(Dataset rows)
---+---

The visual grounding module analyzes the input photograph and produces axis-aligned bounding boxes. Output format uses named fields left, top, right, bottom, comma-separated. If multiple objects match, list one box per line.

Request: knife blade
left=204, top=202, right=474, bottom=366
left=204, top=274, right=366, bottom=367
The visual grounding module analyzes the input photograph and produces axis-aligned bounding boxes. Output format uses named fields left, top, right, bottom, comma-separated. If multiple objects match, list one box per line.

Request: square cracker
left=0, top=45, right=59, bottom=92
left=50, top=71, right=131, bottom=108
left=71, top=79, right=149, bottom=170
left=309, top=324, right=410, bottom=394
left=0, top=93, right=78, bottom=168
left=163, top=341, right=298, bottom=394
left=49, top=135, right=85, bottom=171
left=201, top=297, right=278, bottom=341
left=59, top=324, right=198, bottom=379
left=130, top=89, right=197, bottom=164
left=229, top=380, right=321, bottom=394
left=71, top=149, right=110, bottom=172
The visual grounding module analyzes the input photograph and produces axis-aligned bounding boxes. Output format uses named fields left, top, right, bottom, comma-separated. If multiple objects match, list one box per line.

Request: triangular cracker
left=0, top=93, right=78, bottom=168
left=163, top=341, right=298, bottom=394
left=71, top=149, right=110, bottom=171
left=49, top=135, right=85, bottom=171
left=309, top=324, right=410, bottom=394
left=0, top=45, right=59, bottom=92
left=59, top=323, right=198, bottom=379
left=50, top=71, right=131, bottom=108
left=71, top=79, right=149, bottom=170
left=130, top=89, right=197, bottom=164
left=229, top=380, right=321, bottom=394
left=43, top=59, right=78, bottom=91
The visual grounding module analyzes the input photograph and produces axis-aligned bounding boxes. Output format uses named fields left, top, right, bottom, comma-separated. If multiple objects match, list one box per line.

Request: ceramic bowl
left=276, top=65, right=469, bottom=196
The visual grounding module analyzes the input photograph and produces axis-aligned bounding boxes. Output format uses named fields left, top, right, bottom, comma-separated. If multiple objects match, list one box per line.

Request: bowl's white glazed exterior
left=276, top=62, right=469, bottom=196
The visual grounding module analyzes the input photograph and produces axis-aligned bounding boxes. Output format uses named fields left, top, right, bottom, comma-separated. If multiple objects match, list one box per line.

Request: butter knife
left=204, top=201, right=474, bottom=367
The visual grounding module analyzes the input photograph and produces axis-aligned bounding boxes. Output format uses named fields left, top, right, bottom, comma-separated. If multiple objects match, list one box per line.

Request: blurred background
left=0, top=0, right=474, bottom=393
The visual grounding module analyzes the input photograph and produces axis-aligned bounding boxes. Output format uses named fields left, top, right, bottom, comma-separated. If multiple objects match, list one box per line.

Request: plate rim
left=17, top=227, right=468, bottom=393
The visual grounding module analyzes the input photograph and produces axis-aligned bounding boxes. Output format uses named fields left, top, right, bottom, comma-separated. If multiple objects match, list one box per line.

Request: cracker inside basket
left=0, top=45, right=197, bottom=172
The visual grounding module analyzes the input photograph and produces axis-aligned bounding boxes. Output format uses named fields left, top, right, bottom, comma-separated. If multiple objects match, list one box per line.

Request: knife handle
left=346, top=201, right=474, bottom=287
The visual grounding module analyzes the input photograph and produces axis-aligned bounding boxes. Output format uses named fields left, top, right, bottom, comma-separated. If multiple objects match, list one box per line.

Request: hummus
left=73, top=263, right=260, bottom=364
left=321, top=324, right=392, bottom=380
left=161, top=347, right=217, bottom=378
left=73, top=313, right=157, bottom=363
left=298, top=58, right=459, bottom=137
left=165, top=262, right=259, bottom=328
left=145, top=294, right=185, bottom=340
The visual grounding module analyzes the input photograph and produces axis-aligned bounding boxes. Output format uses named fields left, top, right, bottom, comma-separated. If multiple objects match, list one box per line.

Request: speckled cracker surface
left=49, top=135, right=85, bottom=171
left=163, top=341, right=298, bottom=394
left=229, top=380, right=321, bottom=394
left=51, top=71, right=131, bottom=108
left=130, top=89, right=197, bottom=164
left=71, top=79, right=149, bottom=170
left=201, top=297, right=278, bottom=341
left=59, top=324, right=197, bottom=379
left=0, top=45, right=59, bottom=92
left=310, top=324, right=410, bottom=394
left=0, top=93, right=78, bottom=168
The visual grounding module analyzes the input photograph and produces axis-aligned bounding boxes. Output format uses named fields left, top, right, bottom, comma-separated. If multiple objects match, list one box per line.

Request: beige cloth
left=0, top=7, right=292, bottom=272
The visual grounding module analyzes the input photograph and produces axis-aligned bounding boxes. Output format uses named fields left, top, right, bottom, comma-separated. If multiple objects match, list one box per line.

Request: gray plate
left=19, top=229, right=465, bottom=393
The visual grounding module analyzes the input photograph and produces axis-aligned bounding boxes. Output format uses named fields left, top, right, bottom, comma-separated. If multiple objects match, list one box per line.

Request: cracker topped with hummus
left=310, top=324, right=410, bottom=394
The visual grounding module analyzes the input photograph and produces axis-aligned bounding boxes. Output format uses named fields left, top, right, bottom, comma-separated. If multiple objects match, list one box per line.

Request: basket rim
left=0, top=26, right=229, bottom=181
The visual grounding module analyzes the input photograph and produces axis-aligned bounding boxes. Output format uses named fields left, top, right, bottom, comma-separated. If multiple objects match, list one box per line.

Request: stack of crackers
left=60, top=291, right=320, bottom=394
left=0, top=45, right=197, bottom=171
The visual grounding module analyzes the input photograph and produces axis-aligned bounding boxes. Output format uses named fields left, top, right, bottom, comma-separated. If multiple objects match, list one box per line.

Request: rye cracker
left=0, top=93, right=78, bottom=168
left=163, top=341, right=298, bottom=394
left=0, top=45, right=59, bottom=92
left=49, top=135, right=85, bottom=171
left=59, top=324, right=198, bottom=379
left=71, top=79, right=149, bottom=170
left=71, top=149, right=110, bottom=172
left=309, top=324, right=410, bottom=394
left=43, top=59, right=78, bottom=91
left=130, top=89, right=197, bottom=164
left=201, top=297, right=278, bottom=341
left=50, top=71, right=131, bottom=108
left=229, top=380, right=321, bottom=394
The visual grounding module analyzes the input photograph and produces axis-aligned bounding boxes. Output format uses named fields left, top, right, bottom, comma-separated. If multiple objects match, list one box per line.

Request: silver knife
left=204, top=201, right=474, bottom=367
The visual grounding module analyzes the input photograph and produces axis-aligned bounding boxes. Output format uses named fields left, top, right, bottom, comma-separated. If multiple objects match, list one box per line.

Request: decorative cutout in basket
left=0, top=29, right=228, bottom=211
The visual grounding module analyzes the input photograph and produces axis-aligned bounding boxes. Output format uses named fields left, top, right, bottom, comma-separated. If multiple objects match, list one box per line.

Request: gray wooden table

---+---

Task instructions — Reproduce every one of the lines above, switching each "Request" to "Query" and leaving everything else as it stands.

Final answer —
The visual grounding module analyzes the input photograph and produces axis-aligned bounding boxes. Output format uses named fields left, top, right, bottom, comma-separated. If multiple objects match, list one box per line.

Query: knife blade
left=204, top=202, right=474, bottom=366
left=204, top=274, right=366, bottom=367
The visual grounding module analyzes the input photograph and produces axis-aligned bounding boxes. Output format uses named fields left, top, right, bottom, comma-separated. If multiple objects match, list one box per line.

Query: square cracker
left=0, top=45, right=59, bottom=92
left=50, top=71, right=131, bottom=108
left=71, top=79, right=149, bottom=170
left=309, top=324, right=410, bottom=394
left=0, top=93, right=78, bottom=168
left=163, top=341, right=298, bottom=394
left=49, top=135, right=85, bottom=171
left=201, top=297, right=278, bottom=341
left=59, top=324, right=198, bottom=379
left=130, top=89, right=197, bottom=164
left=229, top=380, right=321, bottom=394
left=71, top=149, right=110, bottom=172
The visual grounding module analyzes the input photograph and produces axis-aligned bounding boxes. Output format uses named fields left, top, right, bottom, comma-separated. If multiple objects match, list one box per line.

Query: triangular cracker
left=0, top=93, right=78, bottom=168
left=163, top=341, right=298, bottom=394
left=71, top=149, right=110, bottom=171
left=49, top=135, right=85, bottom=171
left=309, top=324, right=410, bottom=394
left=0, top=45, right=59, bottom=92
left=59, top=323, right=198, bottom=379
left=50, top=71, right=131, bottom=108
left=71, top=79, right=149, bottom=170
left=130, top=89, right=197, bottom=164
left=229, top=380, right=321, bottom=394
left=43, top=59, right=78, bottom=91
The visual grounding module analyzes the input photograph and produces axis-aligned bounding boxes. Output format uses named fields left, top, right, bottom, comma-separated. If multiple objects match, list one box per line.

Query: ceramic bowl
left=276, top=65, right=469, bottom=196
The visual grounding module analyzes the input photograph and produces axis-aligned bounding boxes. Output format uses named fields left, top, right, bottom, comma-separated. If multiple objects match, list one box per line.

Query: bowl's white glazed exterior
left=276, top=62, right=469, bottom=196
The visual grounding module analyzes the input photograph and produces axis-aligned bounding boxes. Output format uses named fields left, top, right, bottom, comma-separated. If multiple objects match, list one box per line.

Query: butter knife
left=204, top=201, right=474, bottom=367
The visual grounding module analyzes the input photograph and produces axis-aligned bounding boxes. Output format uses named fields left, top, right, bottom, comma-separated. If multiple objects match, list one box per line.

Query: blurred background
left=0, top=0, right=474, bottom=393
The visual grounding module analyzes the input photograph and produces axis-aligned bounding boxes. Output format uses named fields left, top, right, bottom, comma-separated. If multiple objects match, list one box per line.

Query: plate rim
left=17, top=227, right=468, bottom=393
The visual grounding module analyzes the input photograph and produces axis-aligned bounding boxes. Output format uses named fields left, top, right, bottom, comma-separated. If multiple objects match, list one box per line.

Query: cracker inside basket
left=0, top=45, right=197, bottom=172
The visual grounding module analyzes the input photograph and produces axis-aligned bounding boxes. Output format uses named fields left, top, right, bottom, comma-separated. If multiple objects match, list one box per line.

Query: knife handle
left=346, top=201, right=474, bottom=287
The visual grounding module analyzes the input photograph and produces axis-aligned bounding boxes. Output format uses named fields left, top, right, bottom, comma-separated. If multiple objects match, list one box per line.

Query: hummus
left=73, top=263, right=260, bottom=364
left=321, top=324, right=392, bottom=380
left=161, top=347, right=217, bottom=378
left=73, top=313, right=157, bottom=363
left=298, top=58, right=459, bottom=137
left=165, top=262, right=259, bottom=328
left=145, top=294, right=185, bottom=340
The visual grounding module analyzes the input photograph and produces axis-aligned bounding boxes. Output format uses named fields left, top, right, bottom, comma-separated. If multiple objects match, list one box per line.

Query: speckled cracker surface
left=49, top=135, right=85, bottom=171
left=163, top=341, right=298, bottom=394
left=229, top=380, right=321, bottom=394
left=51, top=71, right=131, bottom=108
left=130, top=89, right=197, bottom=164
left=71, top=79, right=149, bottom=170
left=201, top=297, right=278, bottom=341
left=59, top=324, right=197, bottom=379
left=0, top=45, right=59, bottom=92
left=310, top=324, right=410, bottom=394
left=0, top=93, right=78, bottom=168
The visual grounding module analyzes the input photograph and produces axis-aligned bounding boxes. Output format uses named fields left, top, right, bottom, comma-separated. If multiple objects match, list one box per line.

Query: beige cloth
left=0, top=7, right=292, bottom=272
The visual grounding module analyzes the input photograph and produces axis-aligned bounding boxes. Output format uses named fields left, top, right, bottom, comma-separated. If multiple objects match, list one box per line.

Query: gray plate
left=19, top=229, right=465, bottom=393
The visual grounding module analyzes the input photograph and produces axis-aligned bounding boxes. Output format uses named fields left, top, right, bottom, comma-separated. If multiple objects match, list one box per line.

Query: cracker topped with hummus
left=310, top=324, right=410, bottom=394
The visual grounding module analyzes the input photograph and produces axis-aligned bounding boxes. Output format uses named fields left, top, right, bottom, comma-separated. If multiple objects match, list one box per line.

Query: basket rim
left=0, top=26, right=229, bottom=181
The visual grounding module analyzes the input photograph and produces axis-aligned bounding boxes. Output format uses named fields left, top, right, bottom, comma-separated. If multiple objects match, list one box per line.

Query: stack of crackers
left=60, top=291, right=320, bottom=394
left=0, top=45, right=197, bottom=171
The visual grounding module analyzes the input photograph and produces axis-aligned bounding boxes. Output format uses named fields left, top, right, bottom, comma-separated. If multiple objects match, list one box per line.

Query: rye cracker
left=0, top=93, right=78, bottom=168
left=163, top=341, right=298, bottom=394
left=0, top=45, right=59, bottom=92
left=49, top=135, right=85, bottom=171
left=59, top=324, right=198, bottom=379
left=71, top=79, right=149, bottom=170
left=71, top=149, right=110, bottom=172
left=309, top=324, right=410, bottom=394
left=43, top=59, right=78, bottom=91
left=130, top=89, right=197, bottom=164
left=201, top=297, right=278, bottom=341
left=50, top=71, right=131, bottom=108
left=229, top=380, right=321, bottom=394
The visual grounding module analyzes the input photograph and produces axis-aligned bounding boxes. Output format uses named fields left, top, right, bottom, comma-separated. If multiple objects match, list one box per line.

Query: silver knife
left=204, top=201, right=474, bottom=367
The visual grounding module analyzes the input photograph and produces axis-aligned bounding boxes. Output format uses named fields left, top, right, bottom, comma-separated. If multiple objects match, list one box per line.

Query: decorative cutout in basket
left=0, top=29, right=228, bottom=211
The visual grounding module analyzes the input photograph and produces axis-aligned bounding boxes. Output format uses named fields left, top, right, bottom, comma-separated. If multiple objects match, list one box per line.

Query: gray wooden table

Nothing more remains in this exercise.